» Text passage:
◇ ◇ ◇ ◇
# Request missing points



## cavanaugh (Dec 9, 2010)

Hi, folks, I'm trying to get some missing Amtrak Guest Rewards points for the travel I took last month, and I don't seem to be able to find the ticket stubs. Does anyone know if it's possible to request the points just with the reservation numbers and dates of travel?

Thanks!


----------



## jimhudson (Dec 9, 2010)

cavanaugh said:


> Hi, folks, I'm trying to get some missing Amtrak Guest Rewards points for the travel I took last month, and I don't seem to be able to find the ticket stubs. Does anyone know if it's possible to request the points just with the reservation numbers and dates of travel?
> 
> Thanks!


Eddie: Are you in the states or England? Dont think this will work on line, I had to call when I had this happen, took awhile, had to call back etc. but finally got them! They can look up your rez/ ask for a Supervisor if necessary! Happy holidays!  Jim


----------



## cavanaugh (Dec 10, 2010)
◇ ◇ ◇ ◇
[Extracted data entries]
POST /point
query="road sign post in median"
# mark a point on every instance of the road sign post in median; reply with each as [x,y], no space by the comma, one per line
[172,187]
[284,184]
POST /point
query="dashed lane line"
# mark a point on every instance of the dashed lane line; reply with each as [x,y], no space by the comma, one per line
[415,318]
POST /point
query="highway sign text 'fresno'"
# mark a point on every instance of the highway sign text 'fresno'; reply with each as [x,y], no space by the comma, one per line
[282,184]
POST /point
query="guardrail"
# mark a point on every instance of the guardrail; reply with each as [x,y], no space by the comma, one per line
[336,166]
◇ ◇ ◇ ◇
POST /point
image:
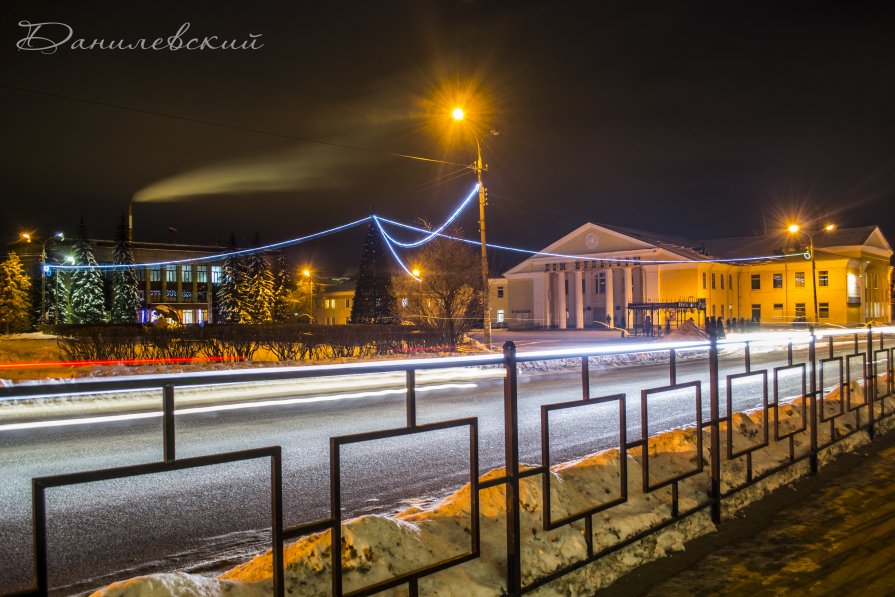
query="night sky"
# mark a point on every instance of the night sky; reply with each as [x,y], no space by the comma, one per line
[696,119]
◇ ◇ ◇ ◇
» Task 1: Can you reproduce everything in the Amtrak points thread from "Eddie: Are you" down to "(Dec 10, 2010)"?
» Task 2: Could you carry on the Amtrak points thread from the point where it stops?
You won't need the extracted data entries for anything here.

» Written answer 1:
Eddie: Are you in the states or England? Dont think this will work on line, I had to call when I had this happen, took awhile, had to call back etc. but finally got them! They can look up your rez/ ask for a Supervisor if necessary! Happy holidays!  Jim


----------



## cavanaugh (Dec 10, 2010)

» Written answer 2:
I'm in the states at the moment. Thanks, Jim; I'll give them a call with as much information as I have.

Regards,

cav


----------



## JimG (Dec 15, 2010)

It never worked for me on a trip on the EB. I gave up trying.


----------



## AlanB (Dec 15, 2010)

I've had about equal success vs. failure using the online method. My rule of thumb is that I'll try the online system twice and then call if both attempts fail.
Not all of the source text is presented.